__Provided material__
-*-
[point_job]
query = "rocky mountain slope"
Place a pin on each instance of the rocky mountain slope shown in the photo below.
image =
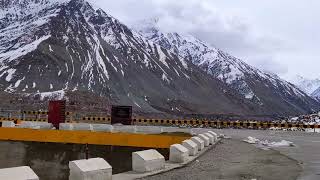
(316, 94)
(310, 86)
(48, 47)
(253, 84)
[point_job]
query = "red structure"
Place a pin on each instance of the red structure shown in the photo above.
(121, 115)
(57, 110)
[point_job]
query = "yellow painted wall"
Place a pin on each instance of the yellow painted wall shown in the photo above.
(88, 137)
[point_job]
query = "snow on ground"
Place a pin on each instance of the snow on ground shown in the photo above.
(265, 144)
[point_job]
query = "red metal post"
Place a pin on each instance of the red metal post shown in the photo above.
(57, 111)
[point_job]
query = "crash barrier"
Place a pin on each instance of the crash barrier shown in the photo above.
(41, 112)
(71, 116)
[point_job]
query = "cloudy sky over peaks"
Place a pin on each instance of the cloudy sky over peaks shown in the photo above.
(282, 37)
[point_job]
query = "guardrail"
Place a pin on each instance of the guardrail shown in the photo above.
(166, 122)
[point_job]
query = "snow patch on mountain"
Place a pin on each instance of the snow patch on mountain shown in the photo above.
(228, 69)
(307, 85)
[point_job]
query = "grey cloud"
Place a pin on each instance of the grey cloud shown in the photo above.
(257, 32)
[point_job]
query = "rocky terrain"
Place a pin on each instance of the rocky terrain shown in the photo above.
(68, 49)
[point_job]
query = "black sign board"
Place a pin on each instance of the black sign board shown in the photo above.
(121, 114)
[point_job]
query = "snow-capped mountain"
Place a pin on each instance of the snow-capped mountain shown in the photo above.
(250, 82)
(50, 46)
(316, 94)
(307, 85)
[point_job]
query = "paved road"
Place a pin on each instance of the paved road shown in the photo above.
(307, 150)
(233, 160)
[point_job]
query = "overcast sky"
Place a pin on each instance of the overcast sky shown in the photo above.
(279, 36)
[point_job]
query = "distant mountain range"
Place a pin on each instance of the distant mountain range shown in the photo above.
(310, 86)
(48, 47)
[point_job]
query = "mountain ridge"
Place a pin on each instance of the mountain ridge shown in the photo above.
(69, 45)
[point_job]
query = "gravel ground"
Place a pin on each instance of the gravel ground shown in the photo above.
(306, 150)
(233, 160)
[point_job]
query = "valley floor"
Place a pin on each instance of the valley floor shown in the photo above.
(234, 159)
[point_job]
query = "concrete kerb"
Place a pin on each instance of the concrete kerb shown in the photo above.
(199, 142)
(131, 175)
(93, 169)
(191, 146)
(8, 124)
(147, 161)
(205, 139)
(215, 135)
(178, 153)
(210, 136)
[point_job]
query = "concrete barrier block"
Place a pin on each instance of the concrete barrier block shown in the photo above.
(211, 138)
(178, 153)
(8, 124)
(205, 139)
(149, 129)
(191, 146)
(90, 169)
(199, 142)
(102, 127)
(124, 129)
(18, 173)
(215, 135)
(82, 127)
(35, 125)
(66, 126)
(146, 161)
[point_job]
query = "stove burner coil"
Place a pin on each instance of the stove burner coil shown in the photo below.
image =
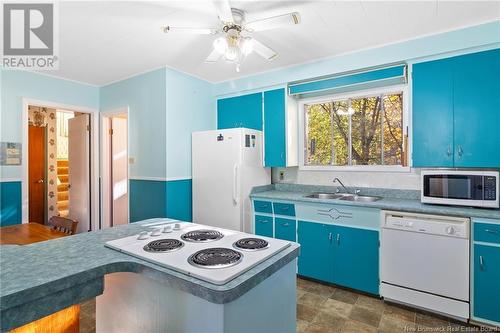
(163, 245)
(202, 235)
(217, 257)
(251, 244)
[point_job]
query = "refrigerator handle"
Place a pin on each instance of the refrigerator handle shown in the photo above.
(235, 184)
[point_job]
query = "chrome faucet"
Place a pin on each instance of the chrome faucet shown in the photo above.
(336, 180)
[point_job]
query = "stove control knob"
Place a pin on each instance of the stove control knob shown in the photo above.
(450, 230)
(156, 232)
(143, 235)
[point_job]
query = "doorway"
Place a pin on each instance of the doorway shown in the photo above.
(59, 165)
(36, 174)
(114, 181)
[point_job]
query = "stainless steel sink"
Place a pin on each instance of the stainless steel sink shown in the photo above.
(360, 198)
(324, 195)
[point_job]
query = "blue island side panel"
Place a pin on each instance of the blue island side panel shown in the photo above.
(10, 203)
(179, 199)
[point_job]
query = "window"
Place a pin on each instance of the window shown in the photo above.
(358, 130)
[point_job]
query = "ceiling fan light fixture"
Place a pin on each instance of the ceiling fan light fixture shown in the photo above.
(220, 44)
(246, 45)
(231, 53)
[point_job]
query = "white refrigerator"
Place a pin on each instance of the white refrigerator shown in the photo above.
(226, 164)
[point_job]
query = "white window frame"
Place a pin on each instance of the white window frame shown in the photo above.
(359, 93)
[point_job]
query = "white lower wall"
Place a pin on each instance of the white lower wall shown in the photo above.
(394, 180)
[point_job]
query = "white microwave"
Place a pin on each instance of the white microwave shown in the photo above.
(461, 188)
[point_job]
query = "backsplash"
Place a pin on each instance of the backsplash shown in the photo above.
(394, 180)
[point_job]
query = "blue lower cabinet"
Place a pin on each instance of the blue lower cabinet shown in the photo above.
(284, 209)
(263, 206)
(487, 282)
(316, 255)
(264, 225)
(356, 258)
(284, 229)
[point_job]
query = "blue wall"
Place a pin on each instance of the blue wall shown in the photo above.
(484, 35)
(179, 199)
(14, 86)
(145, 95)
(10, 207)
(165, 107)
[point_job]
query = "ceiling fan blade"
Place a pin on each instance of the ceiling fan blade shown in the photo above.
(263, 50)
(274, 22)
(198, 31)
(223, 10)
(213, 56)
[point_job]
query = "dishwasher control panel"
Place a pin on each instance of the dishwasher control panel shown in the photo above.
(452, 227)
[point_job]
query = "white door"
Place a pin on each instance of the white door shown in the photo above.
(79, 171)
(216, 173)
(119, 170)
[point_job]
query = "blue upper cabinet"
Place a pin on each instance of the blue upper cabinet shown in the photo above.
(433, 114)
(477, 110)
(279, 112)
(240, 111)
(456, 111)
(275, 128)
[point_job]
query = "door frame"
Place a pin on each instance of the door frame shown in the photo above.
(105, 208)
(94, 147)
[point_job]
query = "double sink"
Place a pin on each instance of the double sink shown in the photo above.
(343, 197)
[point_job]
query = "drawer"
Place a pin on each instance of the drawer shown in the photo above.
(285, 229)
(263, 206)
(264, 226)
(284, 209)
(351, 216)
(487, 232)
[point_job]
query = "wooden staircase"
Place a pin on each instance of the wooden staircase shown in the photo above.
(63, 188)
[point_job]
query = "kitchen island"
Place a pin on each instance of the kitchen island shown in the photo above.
(40, 279)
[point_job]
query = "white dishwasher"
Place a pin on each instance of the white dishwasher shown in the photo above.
(424, 262)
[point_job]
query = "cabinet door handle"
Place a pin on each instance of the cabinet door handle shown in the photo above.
(491, 231)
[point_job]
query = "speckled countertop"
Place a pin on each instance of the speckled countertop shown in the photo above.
(400, 200)
(42, 278)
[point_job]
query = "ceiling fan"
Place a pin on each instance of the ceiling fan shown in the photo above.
(235, 42)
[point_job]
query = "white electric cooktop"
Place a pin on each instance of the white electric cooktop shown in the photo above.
(208, 253)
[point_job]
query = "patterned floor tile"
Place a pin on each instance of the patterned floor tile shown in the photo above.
(345, 296)
(398, 312)
(373, 303)
(305, 312)
(366, 316)
(353, 326)
(393, 325)
(337, 307)
(312, 300)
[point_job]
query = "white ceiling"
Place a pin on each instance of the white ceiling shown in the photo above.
(102, 42)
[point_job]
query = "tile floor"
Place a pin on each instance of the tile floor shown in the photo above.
(324, 308)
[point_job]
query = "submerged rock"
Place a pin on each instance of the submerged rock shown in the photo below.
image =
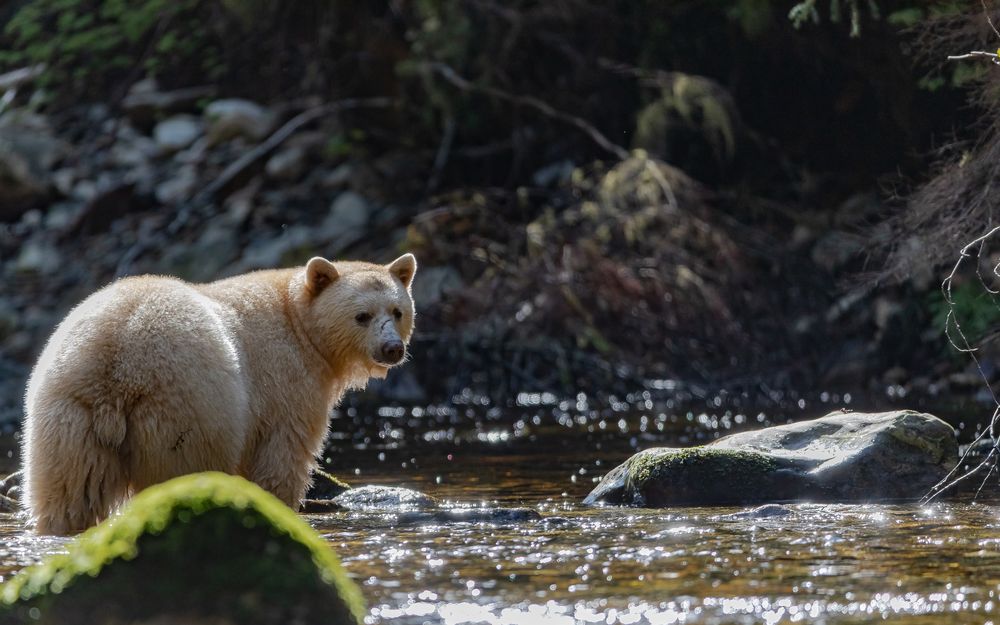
-*-
__Work instruction__
Reproduce each record above by retyping it exactly; omit all images.

__Task response__
[point_job]
query = "rocky mountain slope"
Place a pin on each instance of the rocky mountain slope shown in the photo below.
image =
(316, 94)
(310, 86)
(48, 47)
(253, 84)
[point_job]
query = "red structure"
Place a pin on each instance of the red structure shown in the photo above.
(121, 115)
(57, 110)
[point_job]
query = "yellow painted wall"
Place a pin on each instance of the yellow painted wall shown in the photo above.
(88, 137)
[point_job]
query = "snow on ground"
Place a pin on each instance of the snow on ground shown in the photo above.
(265, 144)
[point_job]
query = "red metal post"
Place a pin on each instance of the red metal post shown in the photo above.
(57, 111)
[point_job]
query = "crash barrier"
Place a pin on each instance of the crash barrier shown in the photo above.
(41, 112)
(71, 116)
[point_job]
query = "cloudy sky over peaks"
Place a pin on each instance of the cloudy sky over peaks shown in the photo above.
(282, 37)
[point_job]
query = "guardrail"
Place a pin on each instance of the guardrail shown in the photo above.
(166, 122)
[point_job]
query = "snow patch on mountain"
Place a pin on each instance of the snow patch on mountain shown in the photo above.
(228, 69)
(307, 85)
[point_job]
query = "grey cloud"
Place a pin on each instance of the grey cloud shown in the photo above.
(257, 32)
[point_job]
query = "rocky terrain"
Place a pin on each instance of the rocky terrain shown in the photo above.
(68, 49)
[point_job]
query = "black sign board"
Place a pin on each instance of the black sign board shown in the photo above.
(121, 114)
[point_job]
query = "snow-capped mountain"
Place a pin on each instance of the snow-capped mountain shown in the photo above.
(250, 82)
(50, 46)
(316, 94)
(307, 85)
[point_job]
query = "paved road"
Place a pin on each instance of the paved road shown in the photo above.
(307, 150)
(233, 160)
[point_job]
query = "overcast sky"
Place a pin on each instance of the overcast sky shown in the photo above.
(279, 36)
[point_job]
query = "distant mountain range"
Place a pin on each instance of the distant mountain range shown in the photo above.
(310, 86)
(48, 47)
[point_job]
query = "mountain ridge"
Place a pin on each instance of the mountain ridge shown in the photo above.
(69, 45)
[point_job]
query = "gravel ground"
Place a pin on each instance of the gravel ground shown in the photo above.
(306, 150)
(233, 160)
[point_job]
query = "valley floor"
Place a pin on each instance of the valley floor shown in the photo above.
(234, 159)
[point_job]
query = "concrete kerb"
Place a pin on each instance of the concrete kerb shown in the photo above.
(199, 142)
(131, 175)
(93, 169)
(191, 146)
(8, 124)
(147, 161)
(205, 139)
(215, 135)
(178, 153)
(210, 136)
[point_job]
query = "concrete barrier block"
Place a pin on each instance of the concrete barrier block shown in the photo above.
(211, 138)
(178, 153)
(8, 124)
(205, 139)
(149, 129)
(191, 146)
(90, 169)
(199, 142)
(102, 127)
(124, 129)
(18, 173)
(215, 135)
(82, 127)
(35, 125)
(66, 126)
(146, 161)
[point_job]
query = "stove burner coil"
Place a pin on each instance of the stove burner coil shown in the photo below.
image =
(163, 245)
(202, 235)
(217, 257)
(251, 244)
[point_job]
query = "refrigerator handle"
Place a pin on each instance of the refrigerator handle shown in the photo above.
(235, 184)
[point_job]
query = "chrome faucet"
Place a pin on each instance of the chrome faucet shown in the photo above.
(336, 180)
[point_job]
query = "stove control knob"
Place a pin on each instance of the stove control knob shown in the photo above.
(450, 230)
(156, 232)
(143, 235)
[point_job]
query = "doorway"
Place a pin on each instance of the doorway shown in the photo above.
(59, 165)
(36, 174)
(114, 181)
[point_job]
query = "stainless steel sink"
Place a pin on each instance of the stainless steel sink shown in the photo above.
(360, 198)
(324, 195)
[point_job]
query = "blue island side panel"
Place a pin on each instance of the blue island side panel shown in the photo above.
(10, 203)
(179, 199)
[point_job]
query = "window"
Place a pin on each instance of the window shown in the photo above.
(358, 130)
[point_job]
query = "ceiling fan light fixture"
Place a pin on each instance of the ceiling fan light fixture shown in the photo above.
(220, 44)
(246, 45)
(231, 53)
[point_job]
query = "white refrigerator"
Place a pin on each instance of the white refrigerator shown in the photo above.
(226, 164)
[point_job]
query = "white window frame"
Place a pin on each instance of the white window frame shown in the photo above.
(359, 93)
[point_job]
query = "white lower wall"
Place a pin on each instance of the white lower wall shown in the photo above.
(394, 180)
[point_job]
query = "white microwave"
Place a pin on each instance of the white microwave shown in the photo above.
(461, 188)
[point_job]
query = "backsplash"
Place a pin on each instance of the backsplash shown in the photo above.
(394, 180)
[point_job]
query = "blue lower cabinet"
Place a pin on each instance of the blue lower cabinet shown in the photo above.
(284, 209)
(263, 206)
(487, 282)
(316, 255)
(264, 225)
(356, 258)
(284, 229)
[point_job]
query = "blue wall"
Place a pin on each instance of the blue wall shown in the photo above.
(484, 35)
(179, 199)
(14, 86)
(145, 95)
(10, 207)
(165, 107)
[point_job]
query = "ceiling fan blade"
Place a pin on each instance of the ceiling fan blade shown in the photo above.
(263, 50)
(274, 22)
(198, 31)
(223, 10)
(213, 56)
[point_job]
query = "dishwasher control panel"
Place a pin on each instance of the dishwasher control panel shown in the photo above.
(452, 227)
[point_job]
query = "white door"
Place a pin on each instance of the white door shown in the photo above.
(79, 171)
(216, 173)
(119, 170)
[point_job]
query = "blue upper cabinet"
Place a pin on each instance of the blue upper cabinet shown in the photo above.
(433, 114)
(477, 110)
(279, 112)
(240, 111)
(456, 111)
(275, 128)
[point_job]
query = "door frame"
Place a pin on each instance of the door frame shown in the photo above.
(105, 208)
(94, 147)
[point_job]
query = "double sink"
Place a pin on each instance of the double sink shown in the photo above.
(343, 197)
[point_job]
query = "drawer"
Place a pin on each instance of the drawer shown in the photo above.
(285, 229)
(263, 206)
(264, 226)
(284, 209)
(351, 216)
(487, 232)
[point_job]
query = "wooden staircase"
Place a pin on each instance of the wooden staircase shown in the photo above.
(63, 188)
[point_job]
query = "kitchen island"
Place a pin on each instance of the kitchen island shown in the photo above.
(40, 279)
[point_job]
query = "white dishwasher"
Place a pin on each instance of the white dishwasher shown in the photo above.
(424, 262)
[point_job]
query = "cabinet door handle"
Place a pin on each instance of the cabinet door handle shown in the photo above.
(491, 231)
[point_job]
query = "speckled countertop"
Place a pin on each instance of the speckled countertop shown in the photo above.
(400, 200)
(42, 278)
[point_job]
query = "ceiling fan"
Place a pin on each instance of the ceiling fan shown in the photo above.
(235, 42)
[point_job]
query = "white electric cooktop"
Place a pin on each instance of the white electric cooktop shown in the photo above.
(208, 253)
[point_job]
query = "patterned floor tile"
Place a pin on each instance of the patterned floor tile shown in the photo above.
(345, 296)
(398, 312)
(373, 303)
(305, 312)
(366, 316)
(353, 326)
(393, 325)
(337, 307)
(312, 300)
[point_job]
query = "white ceiling"
Place a pin on each instance of the white ceiling shown in the photo above.
(102, 42)
[point_job]
query = "tile floor"
Place a pin on each instance of the tile floor shown in the photo above.
(324, 308)
[point_job]
query = "submerged rock"
Place a pin on each instance of the submerged rock shown in the photo below.
image =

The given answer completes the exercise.